No abbiamo fatto tante prove diverse. Abbiamo provato anche Speranza, Orgoglio e Schadenfreude ma abbiamo capito che era meglio avere pochi personaggi e 5 sembrava un buon numero. Così le migliori le abbiamo riunite dentro Gioia.
Avevamo anche parlato con diversi scienziati riguardo le emozioni. Alcuni dicono che quelle basilari sono 3 altri dicono che sono 27, non c’è nessun tipo di accordo così ci siamo sentiti liberi di fare quel che volevamo.

Ogni personaggio ha un colore, tranne Gioia che ne ha due, come mai?

Perchè lei è più complessa degli altri e volevamo che anche visivamente fosse evidente, inoltre il fatto che abbia i capelli blu è un po’ una premonizione del viaggio che farà

Avete immaginato la mente come un’azienda, il massimo del sentimentale come il massimo del freddo e burocratico, è stata un’idea presente fin dalla prima proposta o ci siete arrivati?

Il punto fondamentale è che non volevo un film dentro il cervello che è un luogo fisico ma uno dentro l’animo. Per rendere concreto l’animo prima abbiamo pensato alla metafora del palcoscenico con camerini, backstage… Poi abbiamo pensato di farlo come una nave, con cabine, ponte di comando, i motori, il personale… Nulla di tutto questo però funzionava. Alla fine ci siamo creati da soli la nostra realtà, fuor di metafora.

[Record del dataset]
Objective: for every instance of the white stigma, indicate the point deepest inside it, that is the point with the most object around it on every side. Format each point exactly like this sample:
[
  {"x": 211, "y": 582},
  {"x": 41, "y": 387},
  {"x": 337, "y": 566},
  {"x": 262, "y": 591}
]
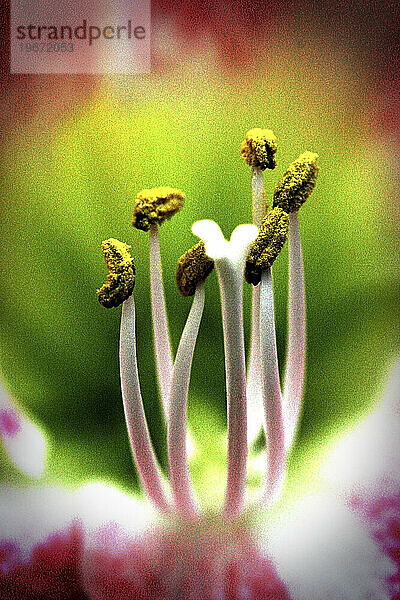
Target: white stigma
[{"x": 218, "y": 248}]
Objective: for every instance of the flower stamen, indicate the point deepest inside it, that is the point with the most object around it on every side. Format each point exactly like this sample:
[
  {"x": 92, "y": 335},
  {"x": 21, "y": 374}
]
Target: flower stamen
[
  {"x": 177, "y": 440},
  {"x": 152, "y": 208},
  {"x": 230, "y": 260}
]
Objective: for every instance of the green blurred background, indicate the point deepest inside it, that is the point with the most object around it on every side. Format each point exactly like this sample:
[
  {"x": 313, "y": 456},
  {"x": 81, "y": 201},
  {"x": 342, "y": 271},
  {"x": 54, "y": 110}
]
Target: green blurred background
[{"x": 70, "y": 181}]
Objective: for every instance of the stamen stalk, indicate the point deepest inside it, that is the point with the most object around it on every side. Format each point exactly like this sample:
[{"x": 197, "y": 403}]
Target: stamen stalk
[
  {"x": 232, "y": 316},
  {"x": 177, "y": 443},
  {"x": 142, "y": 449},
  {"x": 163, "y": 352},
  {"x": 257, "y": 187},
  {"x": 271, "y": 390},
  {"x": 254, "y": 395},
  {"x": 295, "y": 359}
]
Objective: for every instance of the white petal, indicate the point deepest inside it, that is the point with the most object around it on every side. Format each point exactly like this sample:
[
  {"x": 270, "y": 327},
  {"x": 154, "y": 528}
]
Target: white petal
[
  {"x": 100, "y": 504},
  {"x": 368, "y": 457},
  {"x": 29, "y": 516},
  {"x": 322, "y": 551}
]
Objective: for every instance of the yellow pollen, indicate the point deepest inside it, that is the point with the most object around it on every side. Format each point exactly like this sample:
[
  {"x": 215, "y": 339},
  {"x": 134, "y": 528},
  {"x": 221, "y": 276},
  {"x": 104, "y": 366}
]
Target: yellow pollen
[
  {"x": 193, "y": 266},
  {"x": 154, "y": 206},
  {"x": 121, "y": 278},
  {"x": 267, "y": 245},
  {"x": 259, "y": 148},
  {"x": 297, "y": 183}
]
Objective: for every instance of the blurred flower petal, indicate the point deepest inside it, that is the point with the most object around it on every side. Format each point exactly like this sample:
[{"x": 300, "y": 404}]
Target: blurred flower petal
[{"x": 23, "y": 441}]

==

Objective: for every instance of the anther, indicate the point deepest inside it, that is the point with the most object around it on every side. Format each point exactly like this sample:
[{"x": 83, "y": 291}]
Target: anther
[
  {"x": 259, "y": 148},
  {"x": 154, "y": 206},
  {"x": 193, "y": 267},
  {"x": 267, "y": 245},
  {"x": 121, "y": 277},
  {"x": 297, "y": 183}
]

» **Compiti ed esercizi**:
1. Duplica il passo dell'intervista compreso tra "Il punto fondamentale" e "fuor di metafora.", estremi inclusi.
2. Raccogli ogni riga dei record che contiene la stringa "pollen", distinguendo tra maiuscole e minuscole.

» **Esercizio svolto**:
1.
Il punto fondamentale è che non volevo un film dentro il cervello che è un luogo fisico ma uno dentro l’animo. Per rendere concreto l’animo prima abbiamo pensato alla metafora del palcoscenico con camerini, backstage… Poi abbiamo pensato di farlo come una nave, con cabine, ponte di comando, i motori, il personale… Nulla di tutto questo però funzionava. Alla fine ci siamo creati da soli la nostra realtà, fuor di metafora.

2.
Objective: for every instance of the yellow pollen, indicate the point deepest inside it, that is the point with the most object around it on every side. Format each point exactly like this sample:
Target: yellow pollen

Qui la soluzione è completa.